FRP shaft strut

I will be installing the engines in my cat soon and I can't see any reason not to make my own shaft strut out of fiberglass and vinylester. This would eliminate 4 below-the-waterline fasteners and a zinc, as well as save some money and make alignment easier. Am I missing something?

Mike

 

Bronze--------------------------if It Is In Saltwater

 

I understand this is the way it is done, but why? My hull, rudders, daggerboards and shaft log are glass. Why does my strut have to be bronze? Is it so that I have a place to hang my zinc? Is it a strength issue? FRP is pretty strong stuff. If I can make my chainplates out of it why not my strut? I still don't get it. Is the emporer nekkid?

 

Composite Strut

Mike,

Check this out... http://www.tigerpropellers.com/yachtdrive.htm

I'm with you on this, composite struts make a lot of sense. Gerrs has some formulas for calculating strut dimensions with standard metals. It's my understanding that in the early days of carbon composites engineers used to calculate for typically alloy strengths and then fabricated the composite parts to similar dimensions. "Black Aluminimum" I think they called it. They didn't achieve any real weight savings of course, but got other benefits that still made it worthwhile. While I trust my abilities to "backyard engineer" steel and timber, composites give me pause. Nonetheless, there are a growing number of products such as these

http://www.bedfordplastics.com/pdf/Fiberglass_Pultruded_Shapes_Brochure1.pdf

that have readily identifiable properties which should be translatable into boat construction. Anyway, I'm curious as to what you eventually used.

Regards,

Doug

 

Mike

No, you're not missing anything. Except ascertaining the design loads to ensure your composite shaft strut is adequate for the job.
◆ ◆ ◆ ◆ ◆ ◆ ◆
Set task A: Which parts of the boat does the poster in the shaft strut thread say are made of glass? List them all.
Set task B:
Answer these questions from the shaft strut thread.
(i) How many below-the-waterline fasteners would a fiberglass strut eliminate?
(ii) Whose formulas for calculating strut dimensions with standard metals does Doug mention?
(iii) What does the final reply say still has to be done?
Set task C: Pick up the forum thread on the fiberglass shaft strut and continue it from its last sentence.

Material provided:
◆ ◆ ◆ ◆ ◆ ◆ ◆
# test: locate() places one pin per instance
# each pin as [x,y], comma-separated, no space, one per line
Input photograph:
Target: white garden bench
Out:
◆ ◆ ◆ ◆ ◆ ◆ ◆
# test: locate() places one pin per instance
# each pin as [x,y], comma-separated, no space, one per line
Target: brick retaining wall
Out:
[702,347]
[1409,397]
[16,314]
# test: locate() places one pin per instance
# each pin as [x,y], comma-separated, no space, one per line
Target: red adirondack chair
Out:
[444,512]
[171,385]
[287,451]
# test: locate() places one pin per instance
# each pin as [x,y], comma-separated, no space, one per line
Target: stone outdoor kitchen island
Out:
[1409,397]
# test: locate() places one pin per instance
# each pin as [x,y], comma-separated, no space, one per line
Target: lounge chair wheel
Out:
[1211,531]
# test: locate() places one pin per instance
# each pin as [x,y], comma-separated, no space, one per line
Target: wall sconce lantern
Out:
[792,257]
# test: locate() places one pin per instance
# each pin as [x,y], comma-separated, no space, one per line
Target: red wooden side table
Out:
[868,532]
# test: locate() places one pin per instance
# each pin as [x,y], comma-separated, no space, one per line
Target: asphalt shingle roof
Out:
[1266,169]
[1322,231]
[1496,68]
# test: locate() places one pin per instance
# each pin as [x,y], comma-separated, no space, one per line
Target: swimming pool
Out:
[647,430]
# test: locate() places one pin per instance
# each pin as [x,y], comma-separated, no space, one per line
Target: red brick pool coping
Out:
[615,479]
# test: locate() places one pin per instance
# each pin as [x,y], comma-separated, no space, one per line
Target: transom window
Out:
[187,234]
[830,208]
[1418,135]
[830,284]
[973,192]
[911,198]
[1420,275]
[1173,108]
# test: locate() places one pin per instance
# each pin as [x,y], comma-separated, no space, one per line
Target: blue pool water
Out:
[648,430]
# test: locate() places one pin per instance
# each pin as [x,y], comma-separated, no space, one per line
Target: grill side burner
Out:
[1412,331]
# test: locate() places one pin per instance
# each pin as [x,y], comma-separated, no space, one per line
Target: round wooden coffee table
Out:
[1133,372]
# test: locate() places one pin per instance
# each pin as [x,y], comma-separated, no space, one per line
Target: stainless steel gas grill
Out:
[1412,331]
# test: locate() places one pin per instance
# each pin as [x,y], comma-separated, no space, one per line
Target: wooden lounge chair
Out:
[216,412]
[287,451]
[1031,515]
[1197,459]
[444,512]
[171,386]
◆ ◆ ◆ ◆ ◆ ◆ ◆
Final answer A: hull, rudders, daggerboards, shaft log

Final answer B:
(i) Four.
(ii) Gerrs.
(iii) Ascertaining the design loads to make sure the composite shaft strut is adequate for the job.

Final answer C:
 

Ad Hoc,

You write,

"No, you're not missing anything. Except ascertaining the design loads to ensure your composite shaft strut is adequate for the job."

Yes, and then of course determining a laminate schedule to meet those loads...and therein lies the rub.

Gerrs (Boat Mechanical Systems Handbook) gives some pretty detailed formulas to calculate the required section modulus for various standard metals. (They factor in the design loads) Replacing the metal strength values with your laminate values certainly points you in the right direction, but since laminates are not isotropic, thought needs to be given to the alignment of fibers. I suppose if you are designing space shuttles and formula 1 cars, it would be worth it to take the finite element route, but that's where the calculations get beyond my willingness/ability to compute.

I was looking at a carbon rudder stock laminate schedule, (from a reputable NA), and it intutively made sense. Maybe 65% of the fibers aligned along the major load axis with the balance taking up the torsional load, but not how "effecient" the laminate schedule was. I suppose if you really studied it, engineering laminates would really not be that different than anything else, but I never had any of it in school and haven't had the need to invest the time since then to really come to grips with the subject.

It would be interesting to hear from knowledgeable people if there are some "rules of thumb" for laminate design where bleeding edge calculations may not be necessary...such as the strut in question.

Regards to all,

Doug

 

SeaJay

Data from 'technical' sheets only help so far. There is a degree of intuitiveness about the layup too. Such as simply aligning the fibres in the direction that is required; this assumes the basic designs calcs have been done of course. If using a standard GRP a best case is to design to the worse possible strength one could obtain by poor QA. If going down the 'exotic route' one can apply the same methodology. All this is of course better than nothing, if nowt is 'to hand' for reference.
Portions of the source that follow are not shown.